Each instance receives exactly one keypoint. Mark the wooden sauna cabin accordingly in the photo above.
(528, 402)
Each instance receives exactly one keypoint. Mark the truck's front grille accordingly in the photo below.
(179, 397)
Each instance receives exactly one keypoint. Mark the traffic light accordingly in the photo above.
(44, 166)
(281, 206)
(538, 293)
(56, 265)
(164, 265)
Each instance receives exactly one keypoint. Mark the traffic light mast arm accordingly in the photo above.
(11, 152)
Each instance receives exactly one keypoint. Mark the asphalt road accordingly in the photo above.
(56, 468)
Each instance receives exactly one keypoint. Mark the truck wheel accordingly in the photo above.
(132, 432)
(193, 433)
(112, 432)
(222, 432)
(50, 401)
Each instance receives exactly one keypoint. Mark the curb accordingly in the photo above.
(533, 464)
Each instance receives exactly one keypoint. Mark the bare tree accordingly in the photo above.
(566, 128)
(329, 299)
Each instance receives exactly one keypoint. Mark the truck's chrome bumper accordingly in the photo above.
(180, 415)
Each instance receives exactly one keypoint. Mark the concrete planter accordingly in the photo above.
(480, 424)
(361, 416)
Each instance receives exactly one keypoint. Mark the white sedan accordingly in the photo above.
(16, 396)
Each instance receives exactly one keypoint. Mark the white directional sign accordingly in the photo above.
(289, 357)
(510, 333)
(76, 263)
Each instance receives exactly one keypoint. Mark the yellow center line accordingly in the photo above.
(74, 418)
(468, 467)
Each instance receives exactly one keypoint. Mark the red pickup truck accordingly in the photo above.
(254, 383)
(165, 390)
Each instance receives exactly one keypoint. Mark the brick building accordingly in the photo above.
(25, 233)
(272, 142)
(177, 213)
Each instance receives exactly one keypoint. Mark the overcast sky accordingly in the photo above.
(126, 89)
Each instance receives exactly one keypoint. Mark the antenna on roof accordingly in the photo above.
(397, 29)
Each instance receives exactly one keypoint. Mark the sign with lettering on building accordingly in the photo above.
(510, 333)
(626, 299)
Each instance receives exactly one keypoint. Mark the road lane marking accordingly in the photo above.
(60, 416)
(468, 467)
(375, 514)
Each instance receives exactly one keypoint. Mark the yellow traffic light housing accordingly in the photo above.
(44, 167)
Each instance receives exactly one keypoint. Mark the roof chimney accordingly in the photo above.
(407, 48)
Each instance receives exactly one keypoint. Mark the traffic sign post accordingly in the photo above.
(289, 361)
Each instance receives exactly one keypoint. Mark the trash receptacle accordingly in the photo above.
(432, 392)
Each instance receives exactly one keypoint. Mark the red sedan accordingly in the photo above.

○ ○ ○

# What the task requires
Please reproduce the stretch from the row containing "Each instance receives exactly one keypoint. Mark the trash" through the end of the rows, with every line included. Offset each coordinate in the answers by adding 20 to it.

# Task result
Each instance receives exactly one keypoint. Mark the trash receptacle accordingly in the photo above.
(452, 412)
Each instance receives exactly one keypoint. Mark the red sedan accordingly in the photo above.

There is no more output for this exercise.